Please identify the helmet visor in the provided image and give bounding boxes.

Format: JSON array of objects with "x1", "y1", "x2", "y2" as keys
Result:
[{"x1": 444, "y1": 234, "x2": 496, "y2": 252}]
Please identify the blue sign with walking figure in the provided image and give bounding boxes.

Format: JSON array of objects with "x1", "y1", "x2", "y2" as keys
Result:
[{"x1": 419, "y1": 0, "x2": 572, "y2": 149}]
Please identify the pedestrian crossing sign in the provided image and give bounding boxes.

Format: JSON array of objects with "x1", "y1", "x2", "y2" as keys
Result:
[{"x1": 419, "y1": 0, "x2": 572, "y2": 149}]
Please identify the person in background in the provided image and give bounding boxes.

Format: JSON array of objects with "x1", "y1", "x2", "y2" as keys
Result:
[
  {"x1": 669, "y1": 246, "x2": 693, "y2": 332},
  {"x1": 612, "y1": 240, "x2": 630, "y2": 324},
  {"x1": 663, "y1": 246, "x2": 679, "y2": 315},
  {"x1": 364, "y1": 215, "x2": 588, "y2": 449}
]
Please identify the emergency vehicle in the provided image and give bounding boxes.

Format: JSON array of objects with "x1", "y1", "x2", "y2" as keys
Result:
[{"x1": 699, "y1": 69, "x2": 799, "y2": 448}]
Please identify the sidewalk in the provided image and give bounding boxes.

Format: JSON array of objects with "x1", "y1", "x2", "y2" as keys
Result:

○ ○ ○ ○ ○ ○ ○

:: DIRECTIONS ::
The answer should contain every line of the data, unchanged.

:: REPLY ::
Please identify the helmet visor in the provided image and give bounding boxes.

Format: JSON array of objects with "x1", "y1", "x2", "y2" as keys
Result:
[{"x1": 444, "y1": 234, "x2": 496, "y2": 252}]
Please identify the blue sign with walking figure in the provided image and give bounding boxes.

Format: JSON array of objects with "x1", "y1", "x2", "y2" as keys
Result:
[{"x1": 419, "y1": 0, "x2": 572, "y2": 149}]
Please identify the pedestrian crossing sign in the provided image and give bounding boxes.

Format: JSON array of objects with "x1", "y1", "x2", "y2" as keys
Result:
[{"x1": 419, "y1": 0, "x2": 572, "y2": 149}]
Please identify the person in background in the provided image and give bounding boxes.

Format: JSON array of objects with "x1", "y1", "x2", "y2" as keys
Result:
[
  {"x1": 669, "y1": 246, "x2": 693, "y2": 332},
  {"x1": 612, "y1": 240, "x2": 630, "y2": 324},
  {"x1": 663, "y1": 246, "x2": 679, "y2": 315},
  {"x1": 364, "y1": 215, "x2": 588, "y2": 449}
]
Please identify the emergency vehicle in the provided image and give bounding boxes.

Format: JSON array of objects with "x1", "y1", "x2", "y2" as keys
Result:
[{"x1": 699, "y1": 69, "x2": 799, "y2": 448}]
Please identify the sidewalk in the provided image and give bounding boxes.

Format: JSON array of objects with "x1", "y1", "x2", "y2" as keys
Result:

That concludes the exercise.